Klimakompetenzzentren in Afrika – „Forschen mit, statt in Afrika“

Pflanze wächst aus vertrocknetem Boden

Das Bundesministerium für Bildung und Forschung (BMBF) unterstützt die afrikanischen Staaten bei der Gründung und dem Betrieb von zwei Wissenschaftszentren, damit sie die Folgen des Klimawandels besser bewältigen können. Ziel ist es, die Wissenschaftler des Kontinents zu vernetzen und die Regierungen zur gemeinschaftlichen Forschung anzuregen. Das Wissen vor Ort soll ausgebaut werden – und nicht nach Auslaufen der Forschungsprojekte den Kontinent verlassen.

--- Bereitgestelltes Material ---
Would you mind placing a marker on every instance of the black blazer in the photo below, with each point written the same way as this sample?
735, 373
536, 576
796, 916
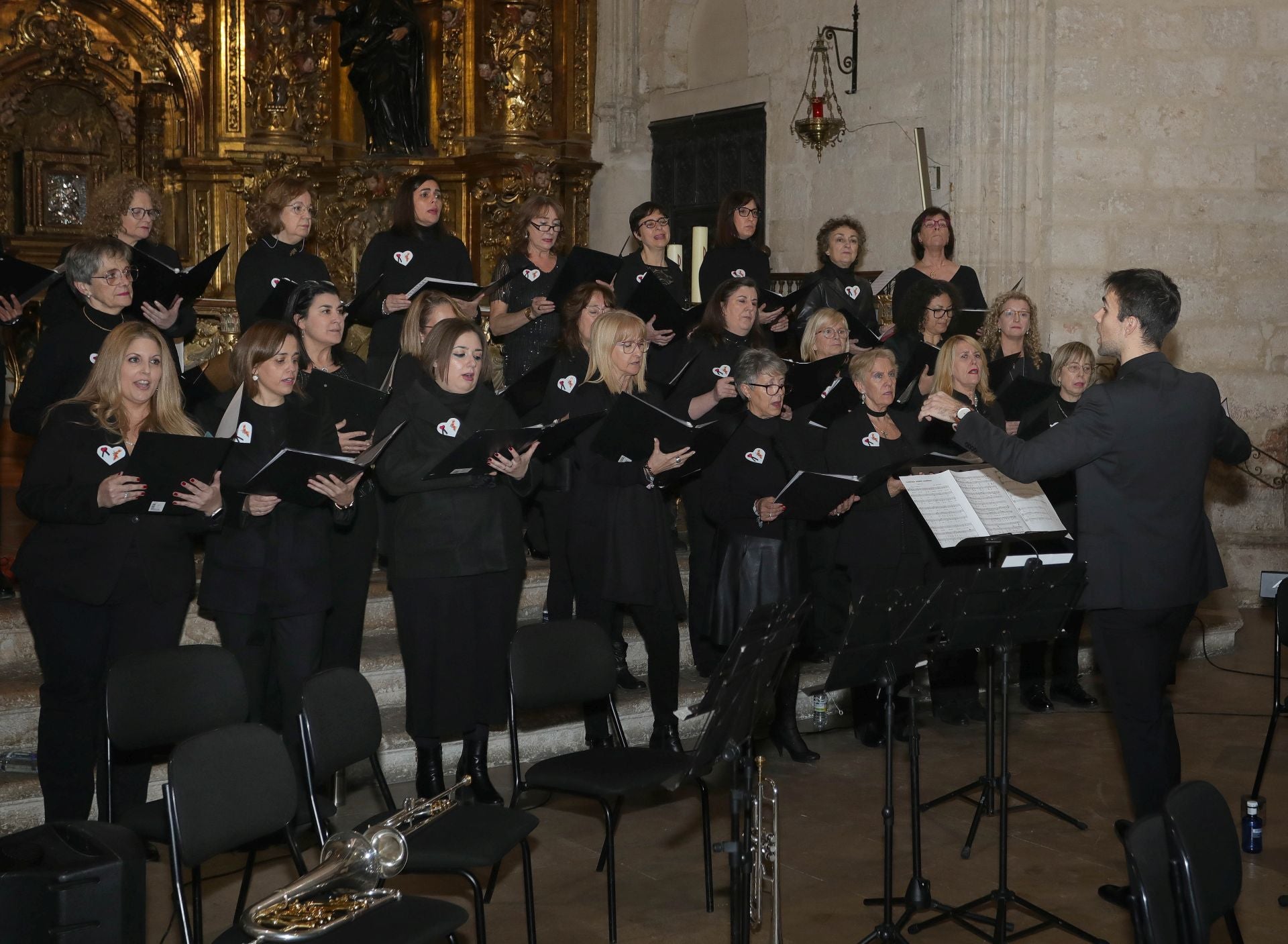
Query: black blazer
1140, 448
460, 525
79, 549
278, 562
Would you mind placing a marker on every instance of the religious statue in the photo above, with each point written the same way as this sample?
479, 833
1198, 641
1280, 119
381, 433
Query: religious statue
382, 44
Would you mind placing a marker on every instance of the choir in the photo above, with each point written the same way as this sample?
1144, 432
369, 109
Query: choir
286, 574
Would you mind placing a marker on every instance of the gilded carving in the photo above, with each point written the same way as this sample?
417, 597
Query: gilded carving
519, 72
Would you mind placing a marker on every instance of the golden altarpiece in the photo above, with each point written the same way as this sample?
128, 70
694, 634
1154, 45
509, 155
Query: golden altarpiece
209, 99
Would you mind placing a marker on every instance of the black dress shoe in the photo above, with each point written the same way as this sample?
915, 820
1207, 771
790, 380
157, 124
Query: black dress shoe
1036, 701
1073, 693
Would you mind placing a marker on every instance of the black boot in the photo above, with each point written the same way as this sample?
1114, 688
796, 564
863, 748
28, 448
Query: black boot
429, 770
625, 680
474, 763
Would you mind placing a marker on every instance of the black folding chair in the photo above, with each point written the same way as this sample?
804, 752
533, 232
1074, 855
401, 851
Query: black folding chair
340, 725
235, 784
571, 662
1206, 863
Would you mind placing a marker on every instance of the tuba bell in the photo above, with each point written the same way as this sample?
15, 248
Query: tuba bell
348, 878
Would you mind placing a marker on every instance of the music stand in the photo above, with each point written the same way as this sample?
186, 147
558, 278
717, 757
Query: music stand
1001, 609
987, 802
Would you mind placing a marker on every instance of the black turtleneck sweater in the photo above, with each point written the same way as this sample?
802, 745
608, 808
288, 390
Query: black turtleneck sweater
741, 259
262, 266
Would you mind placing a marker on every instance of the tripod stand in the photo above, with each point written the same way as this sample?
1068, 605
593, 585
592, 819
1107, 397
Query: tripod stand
988, 800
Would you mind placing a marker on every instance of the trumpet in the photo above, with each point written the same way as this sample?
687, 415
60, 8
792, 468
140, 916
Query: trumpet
348, 878
764, 854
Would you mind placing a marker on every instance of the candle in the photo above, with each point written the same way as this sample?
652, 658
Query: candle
700, 249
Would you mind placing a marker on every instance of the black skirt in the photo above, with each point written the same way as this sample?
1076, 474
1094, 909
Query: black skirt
750, 572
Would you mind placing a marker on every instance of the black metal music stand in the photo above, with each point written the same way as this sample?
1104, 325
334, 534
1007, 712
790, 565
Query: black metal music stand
987, 801
1004, 608
743, 680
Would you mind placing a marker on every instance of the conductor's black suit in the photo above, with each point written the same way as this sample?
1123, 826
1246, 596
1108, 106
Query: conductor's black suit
1140, 448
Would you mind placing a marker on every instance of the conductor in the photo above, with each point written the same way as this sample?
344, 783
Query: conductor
1140, 448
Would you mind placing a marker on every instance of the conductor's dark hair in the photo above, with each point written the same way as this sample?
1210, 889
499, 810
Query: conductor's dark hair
916, 301
918, 249
403, 214
1150, 298
711, 327
725, 232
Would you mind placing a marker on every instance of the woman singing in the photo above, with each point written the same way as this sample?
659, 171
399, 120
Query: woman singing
97, 585
456, 562
281, 221
521, 312
621, 552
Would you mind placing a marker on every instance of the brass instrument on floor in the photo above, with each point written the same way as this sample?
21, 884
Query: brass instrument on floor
348, 876
764, 854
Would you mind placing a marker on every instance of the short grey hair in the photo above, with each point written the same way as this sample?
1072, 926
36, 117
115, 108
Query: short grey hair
754, 362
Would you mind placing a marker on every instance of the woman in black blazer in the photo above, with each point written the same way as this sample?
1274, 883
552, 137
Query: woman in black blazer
883, 539
456, 563
267, 575
621, 552
97, 585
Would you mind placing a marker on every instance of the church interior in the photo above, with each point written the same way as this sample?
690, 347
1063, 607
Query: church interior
1068, 138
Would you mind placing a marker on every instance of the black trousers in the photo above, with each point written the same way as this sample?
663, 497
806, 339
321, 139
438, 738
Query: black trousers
76, 643
661, 633
1136, 652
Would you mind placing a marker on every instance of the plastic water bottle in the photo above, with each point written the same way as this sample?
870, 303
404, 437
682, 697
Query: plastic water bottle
1252, 825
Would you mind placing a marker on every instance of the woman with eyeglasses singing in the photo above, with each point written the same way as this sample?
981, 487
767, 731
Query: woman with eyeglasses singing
521, 312
282, 222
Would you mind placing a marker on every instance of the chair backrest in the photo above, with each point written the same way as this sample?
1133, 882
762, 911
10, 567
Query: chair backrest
1203, 845
160, 698
561, 662
228, 787
1148, 870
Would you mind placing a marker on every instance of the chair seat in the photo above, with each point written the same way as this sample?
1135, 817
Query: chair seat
607, 772
410, 920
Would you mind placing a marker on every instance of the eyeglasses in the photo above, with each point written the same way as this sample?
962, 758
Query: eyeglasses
129, 273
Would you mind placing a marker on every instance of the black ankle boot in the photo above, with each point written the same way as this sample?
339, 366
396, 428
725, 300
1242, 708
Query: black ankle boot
474, 763
429, 772
625, 680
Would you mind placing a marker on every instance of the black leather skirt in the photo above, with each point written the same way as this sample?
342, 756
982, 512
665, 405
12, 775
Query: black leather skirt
750, 572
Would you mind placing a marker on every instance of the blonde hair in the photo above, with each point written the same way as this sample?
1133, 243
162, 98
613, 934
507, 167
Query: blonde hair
613, 326
102, 389
992, 336
945, 368
822, 319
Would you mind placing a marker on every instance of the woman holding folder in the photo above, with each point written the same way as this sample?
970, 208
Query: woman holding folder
267, 575
97, 585
621, 552
456, 557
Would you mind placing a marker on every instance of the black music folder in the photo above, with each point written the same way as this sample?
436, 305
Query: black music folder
289, 472
25, 280
356, 403
160, 285
164, 462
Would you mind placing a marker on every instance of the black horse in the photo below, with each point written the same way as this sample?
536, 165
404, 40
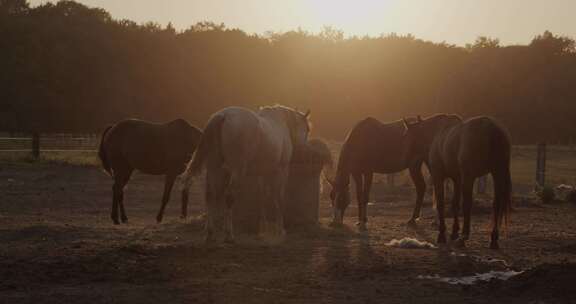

--- Aufgabenliste ---
A) Schreibe aus den Datensätzen jede Zeile heraus, in der die Zeichenfolge „ankle“ vorkommt. Groß- und Kleinschreibung ist dabei zu beachten.
B) Schreibe den Text über die Klimakompetenzzentren in Afrika im Anschluss an seinen letzten Satz weiter.

--- Ergebnisse je Aufgabe ---
A)
Would you mind placing a marker on every instance of the black ankle boot in the photo above, with each point written the same way as this sample?
Query: black ankle boot

B)
Die afrikanischen Verhandlungspartner witterten eine Falle. Zu schön klang es, was ihnen die Bundesregierung anzubieten hatte. Die Deutschen versprachen tatsächlich, Westafrika bei der Errichtung eines Wissenschaftszentrums zur Erforschung des Klimawandels zu helfen, ohne die Forschungsinhalte zu diktieren? Bis zu 100 Millionen Euro hier und im Süden Afrikas in den kommenden Jahren zu investieren, ohne die Ergebnisse nur für sich selbst nutzen zu wollen? „Die Skepsis vieler Staaten war fast mit Händen zu greifen“, erinnert sich Dr. Gisela Helbig. Sie ist als Leiterin des Referats „Globaler Wandel“ im BMBF für den Aufbau der Klimakompetenzzentren in West- und im südlichen Afrika verantwortlich.

Radikal neuer Ansatz

In der Tat ist es ein radikal neuer Ansatz, den das BMBF verfolgt. Ziel ist es, den vom Klimawandel am stärksten betroffenen Regionen beim Aufbau entsprechender wissenschaftlicher Strukturen zu helfen, damit die Staaten vor Ort selbst valide Entscheidungen etwa im Hinblick auf ihre Landnutzung und Wasserversorgung treffen können. Doch die Fördergelder sind keine karitative Entwicklungshilfe, sondern eine Investition, von der sich das BMBF wertvolles Wissen im Kampf gegen den Klimawandel verspricht. Zudem geht es um den Aufbau und die Pflege vertrauensvoller Partnerschaften mit den beteiligten Staaten auch über die Forschungszusammenarbeit hinaus.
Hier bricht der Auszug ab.